= Josephine Thorndike Berry =

American educator and home economist

Josephine Thorndike Berry (February 25, 1871 – July 21, 1945) was an American educator and home economist. She held several roles as an educator including that of Superintendent of schools at Waterville, Kansas and Professor of Domestic Science, Northern Illinois State Normal School (now Northern Illinois University) at DeKalb, Illinois. She was the head of the Department of Home Economics at Northern Illinois State Normal School, at the State College of Washington, and at the University of Minnesota.

==Early life and education==
Berry was born in Waterville, Kansas on February 25, 1871, the daughter of Edward A. and Flora A. (Lewis) Berry. She was educated at the University of Kansas, A.B.; Teachers College, Columbia University, B.S. 1904, A.M. 1910; Yale University, 1909–10; research fellow, Teachers College, Columbia University, 1909–10 (member, Pi Beta Phi).

DIRECTIVES:
**a.** Output the passage of the Berry biography from "Josephine Thorndike Berry (February" up to and including "University of Minnesota.".
**b.** Pick up the biography of Josephine Thorndike Berry after its final sentence and carry it on.
The material that comes next stands apart from the biography of Josephine Thorndike Berry.

DATA EXTRACT:
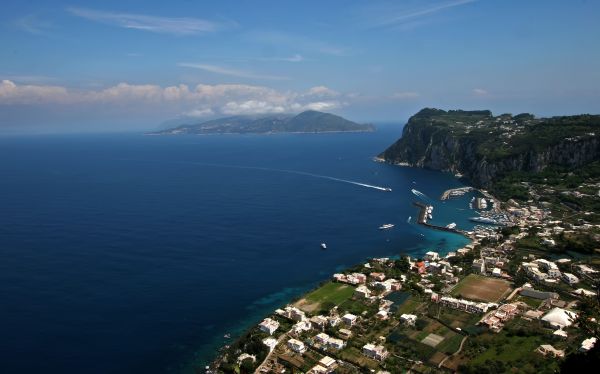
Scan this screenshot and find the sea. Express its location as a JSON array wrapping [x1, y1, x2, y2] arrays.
[[0, 124, 474, 374]]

SET OF ANSWERS:
**a.**
Josephine Thorndike Berry (February 25, 1871 – July 21, 1945) was an American educator and home economist. She held several roles as an educator including that of Superintendent of schools at Waterville, Kansas and Professor of Domestic Science, Northern Illinois State Normal School (now Northern Illinois University) at DeKalb, Illinois. She was the head of the Department of Home Economics at Northern Illinois State Normal School, at the State College of Washington, and at the University of Minnesota.

**b.**
==Career==
Berry was the Superintendent of schools, Waterville, Kansas, 1900–02. She was the assistant in the Department of Household Administration, University of Chicago. Berry served as head of the Department of Home Economics, Northern Illinois State Normal School; head of the Department of Home Economics, State College of Washington (now Washington State University); and head, Home Economics Department, University of Minnesota, 1913–18. She was the assistant director for home economics, Federal Board for Vocational Education, 1917–18.

Berry established Thorndike Hall in Kansas City, Missouri after noticing a lack of appropriate housing for working women in that city. She favored woman suffrage, and was progressive in politics. Berry was a member of the American Home Economics Association, American Chemical Society Association of Collegiate Alumnae, National Society for Vocational Education, American Academy of Political and Social Science, Association of Collegiate Alumnae, and the American Association for the Advancement of Science.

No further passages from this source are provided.